→ What to work on: Search the listing for the string "below". Copy every line that has it.

→ Available data:
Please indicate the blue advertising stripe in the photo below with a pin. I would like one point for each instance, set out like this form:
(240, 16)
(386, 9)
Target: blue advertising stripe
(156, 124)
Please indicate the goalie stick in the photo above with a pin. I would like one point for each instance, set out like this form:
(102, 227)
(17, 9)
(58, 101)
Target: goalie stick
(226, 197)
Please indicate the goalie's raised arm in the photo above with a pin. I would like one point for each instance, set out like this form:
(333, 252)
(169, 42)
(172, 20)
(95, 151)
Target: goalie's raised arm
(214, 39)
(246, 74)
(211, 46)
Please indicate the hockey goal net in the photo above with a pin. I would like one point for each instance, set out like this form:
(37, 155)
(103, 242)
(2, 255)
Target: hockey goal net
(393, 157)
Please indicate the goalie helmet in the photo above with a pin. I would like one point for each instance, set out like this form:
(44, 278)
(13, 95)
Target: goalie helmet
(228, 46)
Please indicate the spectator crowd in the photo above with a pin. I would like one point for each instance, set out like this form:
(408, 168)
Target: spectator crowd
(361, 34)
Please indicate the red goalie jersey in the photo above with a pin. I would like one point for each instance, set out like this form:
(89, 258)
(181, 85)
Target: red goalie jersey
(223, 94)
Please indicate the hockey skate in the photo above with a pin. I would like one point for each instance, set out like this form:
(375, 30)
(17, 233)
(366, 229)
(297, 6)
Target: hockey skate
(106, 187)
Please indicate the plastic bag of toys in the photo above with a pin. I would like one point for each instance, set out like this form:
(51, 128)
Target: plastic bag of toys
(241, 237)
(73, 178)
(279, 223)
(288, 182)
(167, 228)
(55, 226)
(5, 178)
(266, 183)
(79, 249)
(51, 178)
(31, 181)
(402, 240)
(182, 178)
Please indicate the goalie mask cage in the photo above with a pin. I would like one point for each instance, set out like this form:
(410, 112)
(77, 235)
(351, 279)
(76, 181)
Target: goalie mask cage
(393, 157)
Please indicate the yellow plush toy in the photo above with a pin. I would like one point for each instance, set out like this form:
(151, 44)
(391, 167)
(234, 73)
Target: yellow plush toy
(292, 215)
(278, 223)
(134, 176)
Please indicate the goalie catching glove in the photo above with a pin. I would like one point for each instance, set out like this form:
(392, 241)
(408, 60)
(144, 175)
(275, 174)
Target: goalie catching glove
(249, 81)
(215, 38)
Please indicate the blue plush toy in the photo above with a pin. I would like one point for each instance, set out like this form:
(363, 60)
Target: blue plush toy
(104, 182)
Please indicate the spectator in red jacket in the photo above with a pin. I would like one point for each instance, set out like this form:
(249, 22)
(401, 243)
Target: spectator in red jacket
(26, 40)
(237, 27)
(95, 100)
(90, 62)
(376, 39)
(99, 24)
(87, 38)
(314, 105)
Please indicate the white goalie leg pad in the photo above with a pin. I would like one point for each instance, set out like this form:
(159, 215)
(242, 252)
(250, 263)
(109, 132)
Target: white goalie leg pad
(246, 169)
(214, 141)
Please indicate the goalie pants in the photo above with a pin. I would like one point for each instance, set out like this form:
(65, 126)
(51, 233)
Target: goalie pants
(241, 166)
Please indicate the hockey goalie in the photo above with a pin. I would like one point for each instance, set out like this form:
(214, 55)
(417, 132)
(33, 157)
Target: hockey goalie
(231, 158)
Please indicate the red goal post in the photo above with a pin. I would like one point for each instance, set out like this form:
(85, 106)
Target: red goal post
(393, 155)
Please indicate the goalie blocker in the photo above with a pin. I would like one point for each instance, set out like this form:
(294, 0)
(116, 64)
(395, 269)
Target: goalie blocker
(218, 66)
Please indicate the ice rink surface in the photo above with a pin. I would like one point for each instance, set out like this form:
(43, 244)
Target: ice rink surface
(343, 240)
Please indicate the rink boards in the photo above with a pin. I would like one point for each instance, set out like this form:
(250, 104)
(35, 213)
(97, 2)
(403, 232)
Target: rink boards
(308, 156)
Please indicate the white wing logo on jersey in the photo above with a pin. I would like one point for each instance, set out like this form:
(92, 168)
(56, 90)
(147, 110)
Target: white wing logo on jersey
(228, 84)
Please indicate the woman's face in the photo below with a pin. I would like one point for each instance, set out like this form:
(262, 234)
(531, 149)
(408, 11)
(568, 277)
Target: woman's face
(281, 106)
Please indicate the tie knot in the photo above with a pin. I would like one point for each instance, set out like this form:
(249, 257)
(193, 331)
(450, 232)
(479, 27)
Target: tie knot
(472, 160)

→ Exercise answer:
Please indicate the blue advertising stripe in the photo below with a pin. I would like one point for each instance, set out like this form:
Please indicate the woman's face in the photo below with a pin. I would like one point for each instance, set out like this form:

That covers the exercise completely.